* What needs to be done
Could you format the lines below as a JSON list of strings, one string per line with blank lines omitted, starting at the line containing "In this exercise you will spot each instance of the dreadlocked" and ending at the line containing "In this exercise you will spot each instance of the player's", both included?

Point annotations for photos
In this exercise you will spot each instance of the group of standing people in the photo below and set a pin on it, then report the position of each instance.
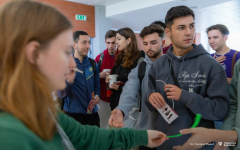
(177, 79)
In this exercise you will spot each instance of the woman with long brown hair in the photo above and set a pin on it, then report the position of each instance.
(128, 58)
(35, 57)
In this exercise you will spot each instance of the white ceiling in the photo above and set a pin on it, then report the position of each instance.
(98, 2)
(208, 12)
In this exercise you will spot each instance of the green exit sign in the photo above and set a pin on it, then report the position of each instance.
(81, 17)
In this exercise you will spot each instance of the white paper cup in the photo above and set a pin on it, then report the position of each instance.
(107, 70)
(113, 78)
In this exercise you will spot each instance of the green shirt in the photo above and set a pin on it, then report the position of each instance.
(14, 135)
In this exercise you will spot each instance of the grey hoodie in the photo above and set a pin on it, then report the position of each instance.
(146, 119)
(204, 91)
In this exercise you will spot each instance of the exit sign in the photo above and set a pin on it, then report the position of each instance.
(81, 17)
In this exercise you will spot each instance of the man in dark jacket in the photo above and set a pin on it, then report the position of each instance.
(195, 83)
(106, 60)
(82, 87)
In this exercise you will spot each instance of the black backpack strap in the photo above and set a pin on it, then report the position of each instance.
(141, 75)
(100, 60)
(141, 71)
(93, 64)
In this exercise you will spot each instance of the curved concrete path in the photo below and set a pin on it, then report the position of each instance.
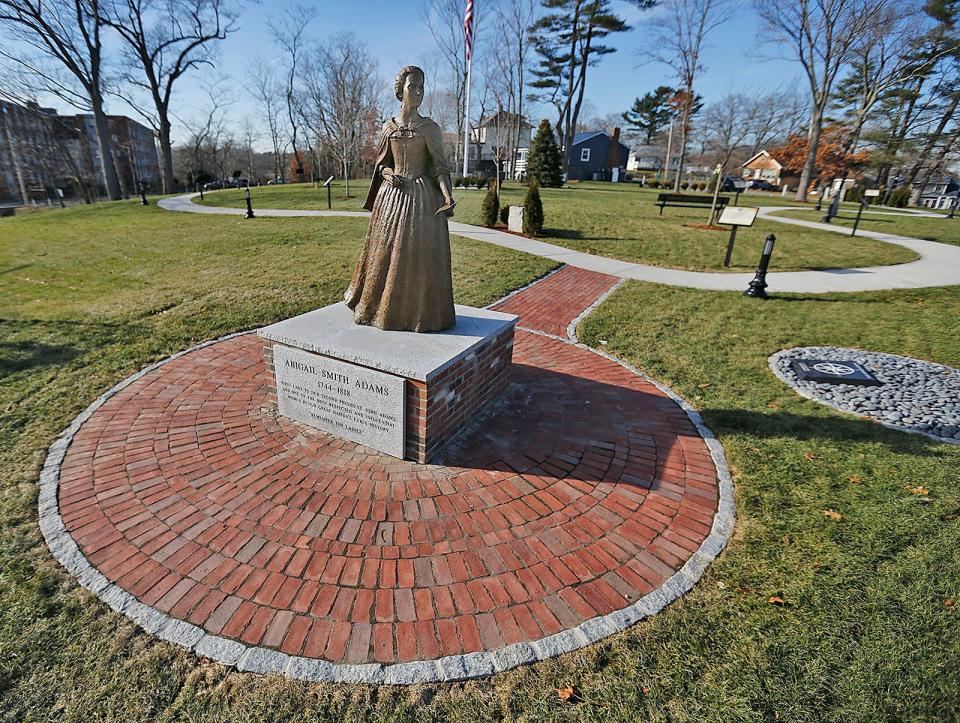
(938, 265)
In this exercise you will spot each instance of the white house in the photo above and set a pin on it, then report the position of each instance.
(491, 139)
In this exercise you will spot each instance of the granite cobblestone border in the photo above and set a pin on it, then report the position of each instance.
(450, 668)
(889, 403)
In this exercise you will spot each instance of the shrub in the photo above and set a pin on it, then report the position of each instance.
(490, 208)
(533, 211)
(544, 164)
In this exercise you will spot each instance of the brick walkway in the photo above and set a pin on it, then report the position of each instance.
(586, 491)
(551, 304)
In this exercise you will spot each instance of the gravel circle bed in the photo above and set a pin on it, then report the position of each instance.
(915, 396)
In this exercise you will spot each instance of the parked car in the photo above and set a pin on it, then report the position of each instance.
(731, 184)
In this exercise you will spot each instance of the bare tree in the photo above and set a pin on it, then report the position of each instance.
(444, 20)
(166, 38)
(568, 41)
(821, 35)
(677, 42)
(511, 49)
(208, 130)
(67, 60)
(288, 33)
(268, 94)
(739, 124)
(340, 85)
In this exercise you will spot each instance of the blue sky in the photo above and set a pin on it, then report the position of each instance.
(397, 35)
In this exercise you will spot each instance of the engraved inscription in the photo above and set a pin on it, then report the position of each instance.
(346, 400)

---

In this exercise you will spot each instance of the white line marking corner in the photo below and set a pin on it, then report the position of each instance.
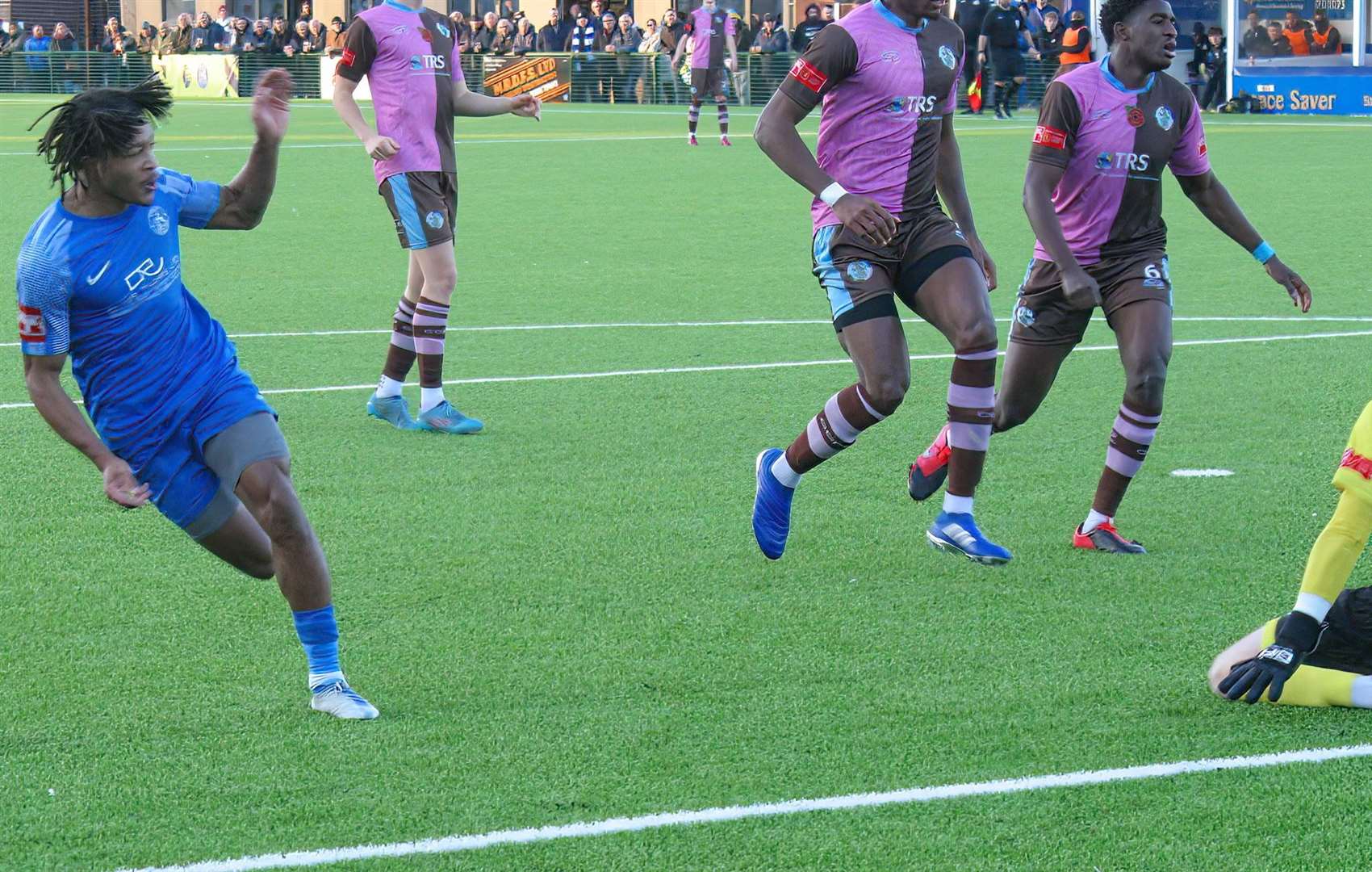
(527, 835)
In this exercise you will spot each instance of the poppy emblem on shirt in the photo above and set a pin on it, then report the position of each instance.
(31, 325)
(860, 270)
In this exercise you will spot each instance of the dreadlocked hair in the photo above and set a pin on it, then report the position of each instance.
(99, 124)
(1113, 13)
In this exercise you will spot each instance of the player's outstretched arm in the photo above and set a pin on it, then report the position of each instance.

==

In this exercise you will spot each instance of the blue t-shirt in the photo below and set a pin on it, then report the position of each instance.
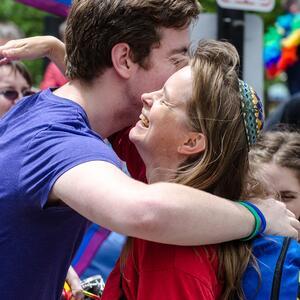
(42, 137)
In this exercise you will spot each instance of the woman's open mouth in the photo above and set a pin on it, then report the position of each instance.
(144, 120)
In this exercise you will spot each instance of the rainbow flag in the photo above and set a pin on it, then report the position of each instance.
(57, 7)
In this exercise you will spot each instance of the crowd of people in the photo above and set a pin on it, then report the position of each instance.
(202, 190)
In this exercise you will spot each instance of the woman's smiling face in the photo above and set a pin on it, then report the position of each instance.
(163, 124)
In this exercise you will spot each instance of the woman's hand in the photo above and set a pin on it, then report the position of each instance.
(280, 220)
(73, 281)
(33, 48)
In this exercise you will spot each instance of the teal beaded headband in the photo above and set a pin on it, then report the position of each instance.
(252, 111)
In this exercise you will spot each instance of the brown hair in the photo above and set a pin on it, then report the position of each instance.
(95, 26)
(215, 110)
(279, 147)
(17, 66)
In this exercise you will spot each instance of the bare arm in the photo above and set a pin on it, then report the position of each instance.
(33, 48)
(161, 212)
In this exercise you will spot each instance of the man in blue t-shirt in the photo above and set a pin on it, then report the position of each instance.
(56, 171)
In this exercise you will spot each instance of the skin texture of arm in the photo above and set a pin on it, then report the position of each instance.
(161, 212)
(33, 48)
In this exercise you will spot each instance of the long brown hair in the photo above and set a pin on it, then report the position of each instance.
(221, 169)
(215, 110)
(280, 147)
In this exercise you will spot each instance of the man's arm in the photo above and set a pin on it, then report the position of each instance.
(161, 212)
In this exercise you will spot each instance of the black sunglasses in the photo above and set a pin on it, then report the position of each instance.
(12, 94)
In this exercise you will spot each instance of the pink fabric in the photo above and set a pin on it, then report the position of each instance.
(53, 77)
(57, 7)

* Full output
[
  "In this exercise you will spot each instance of the dreadlocked hair in the photo above and set a pin on it, then report the position of each instance.",
  "(99, 124)",
  "(1113, 13)",
  "In this exercise you will spot each instance of the player's outstretched arm in the photo above and set a pin on it, then report the position of each instance."
]